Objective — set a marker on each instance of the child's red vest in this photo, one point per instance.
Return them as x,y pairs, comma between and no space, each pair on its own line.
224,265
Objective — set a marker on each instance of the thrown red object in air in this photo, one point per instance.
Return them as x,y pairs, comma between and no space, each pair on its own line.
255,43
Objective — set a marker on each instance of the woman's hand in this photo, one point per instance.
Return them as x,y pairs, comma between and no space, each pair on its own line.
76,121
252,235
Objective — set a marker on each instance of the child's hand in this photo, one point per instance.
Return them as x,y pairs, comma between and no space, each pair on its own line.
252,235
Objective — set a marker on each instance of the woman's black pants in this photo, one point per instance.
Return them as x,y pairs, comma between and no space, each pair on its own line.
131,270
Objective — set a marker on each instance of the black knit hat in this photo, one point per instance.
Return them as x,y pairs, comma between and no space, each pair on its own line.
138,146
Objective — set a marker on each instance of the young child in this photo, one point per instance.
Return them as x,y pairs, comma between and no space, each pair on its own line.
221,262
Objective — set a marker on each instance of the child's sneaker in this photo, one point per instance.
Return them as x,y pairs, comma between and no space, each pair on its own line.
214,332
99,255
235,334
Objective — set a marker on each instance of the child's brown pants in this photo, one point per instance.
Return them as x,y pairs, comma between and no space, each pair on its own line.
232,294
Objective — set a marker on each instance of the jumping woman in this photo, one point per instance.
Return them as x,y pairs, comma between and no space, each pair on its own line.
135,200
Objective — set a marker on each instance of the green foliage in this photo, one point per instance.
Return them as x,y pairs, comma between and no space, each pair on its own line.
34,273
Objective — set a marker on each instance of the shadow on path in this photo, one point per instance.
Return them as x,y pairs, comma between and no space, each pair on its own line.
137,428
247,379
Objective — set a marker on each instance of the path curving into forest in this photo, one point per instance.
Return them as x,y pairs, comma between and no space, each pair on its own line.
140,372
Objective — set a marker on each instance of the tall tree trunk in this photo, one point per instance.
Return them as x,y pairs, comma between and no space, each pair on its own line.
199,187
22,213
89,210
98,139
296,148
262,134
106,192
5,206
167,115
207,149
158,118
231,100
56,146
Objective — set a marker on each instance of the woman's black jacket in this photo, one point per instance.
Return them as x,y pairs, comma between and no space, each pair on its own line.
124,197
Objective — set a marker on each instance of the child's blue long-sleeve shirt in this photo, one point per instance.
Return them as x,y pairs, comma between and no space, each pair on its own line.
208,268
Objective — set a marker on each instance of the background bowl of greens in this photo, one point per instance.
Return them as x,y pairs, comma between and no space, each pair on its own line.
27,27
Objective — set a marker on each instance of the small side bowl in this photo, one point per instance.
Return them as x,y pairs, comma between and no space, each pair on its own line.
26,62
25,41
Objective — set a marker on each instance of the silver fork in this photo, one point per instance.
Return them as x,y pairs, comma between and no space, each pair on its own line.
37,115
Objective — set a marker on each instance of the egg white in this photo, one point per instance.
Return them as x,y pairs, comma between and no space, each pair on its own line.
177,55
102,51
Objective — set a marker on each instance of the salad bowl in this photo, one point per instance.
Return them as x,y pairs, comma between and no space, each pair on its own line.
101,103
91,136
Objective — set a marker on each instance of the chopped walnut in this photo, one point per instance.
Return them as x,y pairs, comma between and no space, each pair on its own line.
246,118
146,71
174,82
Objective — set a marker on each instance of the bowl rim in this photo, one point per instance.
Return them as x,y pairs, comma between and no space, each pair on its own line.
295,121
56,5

**Challenge:** Rewrite every item above with "one point for each instance" substituted for "one point per instance", keeping everything else the same.

**Exercise output:**
Objective — set a marker on each instance of the child's red vest in this photo, one point for each instance.
Return them as x,y pairs, comma between and no space, each pair on its own line.
224,265
Objective — set a marker on each instance of the thrown red object in air in this photo, one point for each instance.
Return them as x,y pairs, comma between and no space, each pair on its own line.
255,43
Objective — set a marker on each instance of the woman's hand in this photo, one point for each instance.
Return them as x,y pairs, comma between and no space, each pair on its own line.
76,121
252,235
Objective — set a marker on each instance of the child's hand in this photo, one point for each instance.
Return them as x,y pairs, comma between and no space, each pair on its own line.
252,235
Objective — set a marker on each instance of the woman's black pants in this photo, one point for each instance.
Return them as x,y pairs, comma between and no space, each pair on its own line.
131,270
Objective — set a marker on each instance of the black knit hat in this photo, one point for each instance.
Return them as x,y pairs, comma between and no space, each pair on its own line.
138,146
Objective — set a marker on each instance of the young child in this photo, one point for each instance.
Return them as x,y pairs, comma between and no space, each pair on its own line.
221,262
Objective — set a marker on each instance of the child's sneaker in this photo, one point for each instance.
Return them as x,y pairs, comma between and no space, each pair on its own line.
214,332
99,255
235,334
Objective — set a marker on each instance of the child's brown pants in this photo, one point for each instance.
Return them as x,y pairs, comma between and no space, each pair on its own line.
232,294
Objective — set a marker on each instance of the jumping woman in this photo, one point for each instance.
Return them as x,y pairs, comma between and no space, each pair on its own line.
135,200
Objective — set a marker on each instance of the green foliage in this photo, one point for each instance.
Return them as x,y pairs, comma between and no space, each pair on its own line.
34,273
Objective — set a marker on each instance of the shadow on path in this photo, one point for each instance.
Return them as x,y pairs, comma between and no space, each pair on its own line.
137,428
247,379
Objective — set a marker on each instance of the path curving into forest in this photo, one point for each instance.
Return them as x,y pairs, comma between and no space, each pair on its own line.
140,372
Objective — set a marker on each instance of the tall tree trunk in this photo, one point for each instance.
Return them as x,y pairs, comma between and no space, each pair on its own line.
199,187
22,213
89,210
98,139
296,148
262,134
106,192
5,206
167,115
207,149
158,118
231,100
56,146
Objective — set a marker on each instance of the woman's black jacket in this photo, one point for each instance.
Return them as x,y pairs, comma between and no space, each pair on its own line.
124,197
Objective — set a marker on each instance of the child's blue long-sleeve shirt in this photo, one point for each instance.
Return them as x,y pairs, comma between and no space, each pair on its own line.
208,268
Objective — set a marker on each instance of the background bowl of greens in this photo, one point for each instance.
Return them as x,y pairs, comma between and no space, each pair on its own line.
27,27
Objective — set a marker on each instance of the small side bowl in this photo, one point for each instance.
Return them as x,y pairs, comma between and no space, each pair on its own line.
26,62
25,41
Objective — set a marker on each instance of the silver fork in this photo, one point for each instance.
Return them as x,y pairs, comma between and no space, each pair on its own line.
37,115
Objective — set a marker on each instance of the egg white in this photo, one point for each instance.
Return them as x,y pairs, comma between and no space, each pair on its own line.
177,55
102,51
Objective — set a marker on each instance of the salad bowl in this photo, one point for each instance.
Return them as x,y pairs, comma between and no space, each pair on its own line.
101,103
91,136
Objective — set a marker on each instance of the chopped walnut in this photo, one point for each instance.
Return them as x,y pairs, comma between and no space, each pair on its own line.
246,118
146,71
174,82
Objective — set a marker on each instance of the bowl rim in this photo, one point for each instance.
Return them as x,y pairs, comma between and no space, each pair on its own line.
295,121
56,5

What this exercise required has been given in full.